Document text:
========

We all do not laugh at the same things and what one person finds funny another one may find offensive.
With mobile phones always to hand being caught on camera in an embarrassing situation is always a risk.
In recent years the Castle Associates employee support centre has had to deal with a growing number of calls from employees who have fallen foul of an employer’s social media policy.
Such a policy will usually make clear what an employer considers to be unacceptable use of social media platforms. Breaching such a policy can trigger a disciplinary investigation.
When one of office worker Zack’s colleagues was filmed falling over during a night out after having had too much to drink, the clip was shared around work.
A couple of weeks later a video was shared with Zack on social media. It featured the girlfriend of a colleague being mocked in a video clip that was filmed at a distance and without her knowledge.
The person filming the video was commentating on the footage and making fun of the colour of the female’s tan and what she was wearing.
Zack thought the clip was funny and he showed it to a couple of workmates. Crucially he did not share the clip with anyone else, because he did not think it was appropriate to do so.
Zack’s colleague, who was the woman’s boyfriend, later got to hear about the clip. He confronted Zack and the pair got involved in a heated row, and had to be told to calm down.
A couple days later Zack was accused by his bosses of bullying and breaching the company’s social media policy. He admitted viewing and showing colleagues the video which he thought was funny, but denied circulating it.
He was told by his manager that a copy of the clip was being shared around work. His workmate now felt bullied and had raised a grievance before going off work ill.

========

Dataset rows:
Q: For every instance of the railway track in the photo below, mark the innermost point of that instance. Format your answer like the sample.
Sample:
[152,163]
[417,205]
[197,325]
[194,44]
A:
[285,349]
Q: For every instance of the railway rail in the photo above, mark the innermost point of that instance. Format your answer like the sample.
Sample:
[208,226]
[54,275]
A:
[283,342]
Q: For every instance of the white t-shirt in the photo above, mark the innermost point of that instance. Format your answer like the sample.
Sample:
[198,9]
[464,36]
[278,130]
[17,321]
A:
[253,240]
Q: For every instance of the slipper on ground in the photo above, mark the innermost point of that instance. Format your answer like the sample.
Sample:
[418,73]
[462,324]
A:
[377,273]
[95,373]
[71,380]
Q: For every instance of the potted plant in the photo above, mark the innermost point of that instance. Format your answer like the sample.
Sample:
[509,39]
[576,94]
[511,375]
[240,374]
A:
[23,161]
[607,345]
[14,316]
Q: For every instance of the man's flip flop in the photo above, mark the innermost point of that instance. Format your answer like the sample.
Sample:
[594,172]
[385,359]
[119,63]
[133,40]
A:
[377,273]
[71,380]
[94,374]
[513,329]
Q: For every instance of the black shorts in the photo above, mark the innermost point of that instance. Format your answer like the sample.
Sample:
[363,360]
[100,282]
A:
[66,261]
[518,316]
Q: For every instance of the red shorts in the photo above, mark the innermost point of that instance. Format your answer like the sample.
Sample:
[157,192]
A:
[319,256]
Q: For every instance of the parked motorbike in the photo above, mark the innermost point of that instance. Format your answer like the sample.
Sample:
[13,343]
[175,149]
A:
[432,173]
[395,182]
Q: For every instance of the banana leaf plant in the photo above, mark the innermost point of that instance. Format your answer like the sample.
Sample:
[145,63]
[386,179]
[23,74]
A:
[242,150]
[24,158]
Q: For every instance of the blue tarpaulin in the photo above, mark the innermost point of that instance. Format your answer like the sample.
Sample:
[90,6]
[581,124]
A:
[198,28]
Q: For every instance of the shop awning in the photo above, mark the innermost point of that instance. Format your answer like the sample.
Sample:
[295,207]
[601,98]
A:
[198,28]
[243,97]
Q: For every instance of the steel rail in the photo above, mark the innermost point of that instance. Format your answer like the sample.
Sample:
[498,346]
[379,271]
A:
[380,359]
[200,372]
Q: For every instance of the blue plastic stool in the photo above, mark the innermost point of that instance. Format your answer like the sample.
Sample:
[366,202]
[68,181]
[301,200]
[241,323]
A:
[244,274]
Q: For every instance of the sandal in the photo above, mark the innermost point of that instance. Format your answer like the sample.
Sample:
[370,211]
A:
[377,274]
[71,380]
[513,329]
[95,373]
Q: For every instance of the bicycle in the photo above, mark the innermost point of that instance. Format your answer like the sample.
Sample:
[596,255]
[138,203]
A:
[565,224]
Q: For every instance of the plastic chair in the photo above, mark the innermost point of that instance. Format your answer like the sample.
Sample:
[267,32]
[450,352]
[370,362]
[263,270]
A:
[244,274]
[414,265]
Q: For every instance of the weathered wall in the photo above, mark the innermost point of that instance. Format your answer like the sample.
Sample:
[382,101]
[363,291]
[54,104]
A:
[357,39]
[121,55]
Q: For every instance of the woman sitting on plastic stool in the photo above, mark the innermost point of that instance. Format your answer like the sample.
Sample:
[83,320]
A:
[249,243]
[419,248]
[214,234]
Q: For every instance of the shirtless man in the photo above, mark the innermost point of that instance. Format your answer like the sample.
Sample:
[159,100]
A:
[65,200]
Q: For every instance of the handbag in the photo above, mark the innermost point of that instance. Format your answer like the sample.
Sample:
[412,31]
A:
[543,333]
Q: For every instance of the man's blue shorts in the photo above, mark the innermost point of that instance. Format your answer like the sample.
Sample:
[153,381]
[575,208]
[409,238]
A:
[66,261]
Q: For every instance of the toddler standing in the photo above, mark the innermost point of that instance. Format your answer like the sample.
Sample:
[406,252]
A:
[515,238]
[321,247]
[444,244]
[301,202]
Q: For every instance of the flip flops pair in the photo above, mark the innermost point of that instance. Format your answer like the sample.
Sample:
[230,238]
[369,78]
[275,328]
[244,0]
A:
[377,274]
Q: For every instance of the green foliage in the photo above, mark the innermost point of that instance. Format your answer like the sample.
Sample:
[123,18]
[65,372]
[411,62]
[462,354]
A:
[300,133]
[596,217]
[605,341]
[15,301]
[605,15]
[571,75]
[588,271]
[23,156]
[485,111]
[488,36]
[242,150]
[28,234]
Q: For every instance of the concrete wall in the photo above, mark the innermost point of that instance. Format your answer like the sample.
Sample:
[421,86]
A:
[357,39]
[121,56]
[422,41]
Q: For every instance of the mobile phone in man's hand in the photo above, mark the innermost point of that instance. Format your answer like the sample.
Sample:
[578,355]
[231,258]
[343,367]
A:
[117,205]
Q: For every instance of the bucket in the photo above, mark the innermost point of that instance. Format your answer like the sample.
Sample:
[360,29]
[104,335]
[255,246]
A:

========

Tasks and exercises:
**A)** Can you return the stretch of the social media policy article from "Zack’s colleague, who" through "off work ill.", copied word for word?
**B)** In the social media policy article, what did Zack admit and what did he deny when his bosses accused him?
**C)** Could you continue the social media policy article after its last sentence?

Answers given:
**A)**
Zack’s colleague, who was the woman’s boyfriend, later got to hear about the clip. He confronted Zack and the pair got involved in a heated row, and had to be told to calm down.
A couple days later Zack was accused by his bosses of bullying and breaching the company’s social media policy. He admitted viewing and showing colleagues the video which he thought was funny, but denied circulating it.
He was told by his manager that a copy of the clip was being shared around work. His workmate now felt bullied and had raised a grievance before going off work ill.

**B)**
- He admitted viewing the video.
- He admitted showing colleagues the video.
- He denied circulating it.

**C)**
Zack denied that he was responsible for sharing the video clip. He was informed that he would be suspended from work and the matter taken further.
He contacted our support centre for help. Zack faced allegations of bullying based on a grievance raised by his colleague and a breach of the company social media policy,
The evidence for disciplinary hearing included three witness statements confirming Zack showed them the video, a statement from the employee who was the boyfriend of the woman in the clip and the social media and disciplinary policies.
Prior to the hearing our representative requested a copy of the company grievance policy and a copy of the written grievance made against Zack. The company confirmed the grievance was not made in writing.
At the hearing our representative referred to the grievance policy, which stated a formal grievance must be in writing. He highlighted that if a grievance had been raised the company did not follow its own policy or the ACAS Code of Practice in investigating it and establishing the facts.
Our representative argued Zack did not breach the social media policy as his actions cannot reasonably be considered to ‘adversely affect the company’. He told the hearing there was also no evidence that he circulated the clip, but there was a culture whereby colleagues showed and shared clips considered funny.
He explained Zack regretted his actions, had taken appropriate learning from what happened, was willing to work with the company to address any concerns as a result of the case and was happy to speak with his colleague, apologise and take part in mediation if it would help.
The company accepted the arguments and cleared Zack of any wrongdoing. It later updated its social media policy as a direct result of the case.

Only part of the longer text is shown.